━━━ DOCUMENTO ━━━
Articoli | 01 May 2007 | Autore: Tommaso Caravani

Frig Air: investire per recuperare i margini

Mercati esteri, ottimizzazione della gestione aziendale e tanto internet: sono queste le formule, secondo Dino Zappaterra, per rimanere competitivi sul mercato. Certo, rimangono due punti dolenti: le concessionarie e le opinioni degli indipendenti.

Distribuire ricambi è un lavoro duro, soprattutto negli ultimi tempi, in cui i margini si riducono e il numero di codici cresce esponenzialmente. Eppure c’è un’azienda, nel ferrarese, che fa parte del gruppo HACTEC Global Services (un colosso del controllo temperatura) e di cui è la “testa di ponte” per l’Europa, specializzata in radiatori e ricambi per l’aria condizionata, che ha investito in tutte le direzioni: dalla comunicazione all’organizzazione interna, passando per una serie di importanti iniziative sui mercati esteri, con il risultato che oggi è ancora in espansione e non sembra abbia intenzione di fermarsi. Abbiamo incontrato Dino Zappaterra, amministratore delegato di Frig Air, per capire cosa ne pensa del mercato e quali sono le mosse vincenti del gruppo.

Signor Zappaterra, innanzitutto ci racconta la storia di Frig Air?
Frig Air è nata operativamente nel 1991, iniziando a vendere radiatori sul mercato italiano e quello estero. Nel 1996 abbiamo aggiungiunto la linea dell’aria condizionata, mentre nel 1999 è stato il turno della linea di elettroventilatori, un prodotto che serviva a completare la gamma offerta, che da allora è comprensiva di tutti i ricambi necessari per il termico motore e gli impianti di climatizzazione.
Oltre ai prodotti però l’azienda ha compiuto importanti passi anche in altri ambiti. Grazie alla creazione di aziende controllate, infatti, siamo riusciti a incrementare la nostra presenza all’estero, specialmente in Europa. Così nel 1998 è stata fondata Frig Air France, mentre nel 2004 Frig Air Iberia e nel 2006 Frig Air Deutschland, che rappresenta l’ultimo passo in termini temporali. Un gruppo importante quindi, a quanto ammonta il fatturato globale?
━━━ DATI ESTRATTI ━━━
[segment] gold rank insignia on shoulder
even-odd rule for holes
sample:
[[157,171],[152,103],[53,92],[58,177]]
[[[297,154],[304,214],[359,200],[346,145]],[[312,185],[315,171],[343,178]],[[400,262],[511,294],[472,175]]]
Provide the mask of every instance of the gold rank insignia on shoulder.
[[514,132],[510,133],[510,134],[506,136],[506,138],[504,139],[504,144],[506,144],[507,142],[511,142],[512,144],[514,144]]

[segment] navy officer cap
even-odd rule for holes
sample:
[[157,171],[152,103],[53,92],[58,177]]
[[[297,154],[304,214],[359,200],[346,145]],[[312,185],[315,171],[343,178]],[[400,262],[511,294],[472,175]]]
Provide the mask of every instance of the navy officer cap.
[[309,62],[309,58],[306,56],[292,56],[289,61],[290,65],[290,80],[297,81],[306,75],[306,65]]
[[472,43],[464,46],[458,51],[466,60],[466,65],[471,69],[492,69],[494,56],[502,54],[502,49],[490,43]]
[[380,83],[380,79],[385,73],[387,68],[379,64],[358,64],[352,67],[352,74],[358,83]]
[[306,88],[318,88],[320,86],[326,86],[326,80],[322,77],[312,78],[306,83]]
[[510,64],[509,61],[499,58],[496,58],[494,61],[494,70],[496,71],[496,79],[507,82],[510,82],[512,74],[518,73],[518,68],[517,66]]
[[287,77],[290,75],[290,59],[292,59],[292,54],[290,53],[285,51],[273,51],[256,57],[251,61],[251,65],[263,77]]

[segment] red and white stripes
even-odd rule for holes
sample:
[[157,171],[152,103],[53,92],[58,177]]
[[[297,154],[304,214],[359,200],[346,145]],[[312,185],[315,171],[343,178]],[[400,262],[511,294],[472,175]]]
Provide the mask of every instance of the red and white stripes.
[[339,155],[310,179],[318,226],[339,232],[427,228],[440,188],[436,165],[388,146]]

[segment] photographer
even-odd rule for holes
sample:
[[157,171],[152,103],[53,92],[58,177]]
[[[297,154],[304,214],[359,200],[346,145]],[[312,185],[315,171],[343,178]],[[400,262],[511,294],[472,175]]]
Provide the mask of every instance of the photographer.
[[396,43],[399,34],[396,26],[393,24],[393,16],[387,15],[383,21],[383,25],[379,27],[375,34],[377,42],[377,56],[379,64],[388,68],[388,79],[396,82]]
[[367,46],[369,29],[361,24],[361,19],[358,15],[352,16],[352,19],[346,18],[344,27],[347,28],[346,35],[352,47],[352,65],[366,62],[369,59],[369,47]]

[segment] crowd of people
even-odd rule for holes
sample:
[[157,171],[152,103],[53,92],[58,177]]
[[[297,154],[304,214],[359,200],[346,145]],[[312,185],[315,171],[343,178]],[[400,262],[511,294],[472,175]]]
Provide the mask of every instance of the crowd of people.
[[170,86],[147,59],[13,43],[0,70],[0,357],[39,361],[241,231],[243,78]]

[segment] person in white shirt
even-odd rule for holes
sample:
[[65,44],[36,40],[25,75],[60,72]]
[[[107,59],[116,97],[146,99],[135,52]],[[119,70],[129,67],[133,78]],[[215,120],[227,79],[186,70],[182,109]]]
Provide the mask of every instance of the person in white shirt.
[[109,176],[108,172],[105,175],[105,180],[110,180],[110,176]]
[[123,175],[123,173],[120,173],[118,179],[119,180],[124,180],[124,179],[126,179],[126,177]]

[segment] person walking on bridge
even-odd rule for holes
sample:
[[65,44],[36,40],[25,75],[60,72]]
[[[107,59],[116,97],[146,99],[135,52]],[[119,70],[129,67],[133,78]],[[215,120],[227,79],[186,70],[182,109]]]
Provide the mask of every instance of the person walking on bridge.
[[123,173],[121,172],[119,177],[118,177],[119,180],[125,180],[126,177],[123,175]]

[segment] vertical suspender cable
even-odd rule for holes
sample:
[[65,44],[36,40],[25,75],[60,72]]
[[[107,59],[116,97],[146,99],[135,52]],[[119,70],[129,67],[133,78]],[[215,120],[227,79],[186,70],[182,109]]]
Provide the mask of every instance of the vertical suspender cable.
━━━
REQUISITI:
Dall'articolo su Frig Air estrai il passo che va da "Oltre ai prodotti" fino a "il fatturato globale?" compreso.

COMPITO SVOLTO:
Oltre ai prodotti però l’azienda ha compiuto importanti passi anche in altri ambiti. Grazie alla creazione di aziende controllate, infatti, siamo riusciti a incrementare la nostra presenza all’estero, specialmente in Europa. Così nel 1998 è stata fondata Frig Air France, mentre nel 2004 Frig Air Iberia e nel 2006 Frig Air Deutschland, che rappresenta l’ultimo passo in termini temporali. Un gruppo importante quindi, a quanto ammonta il fatturato globale?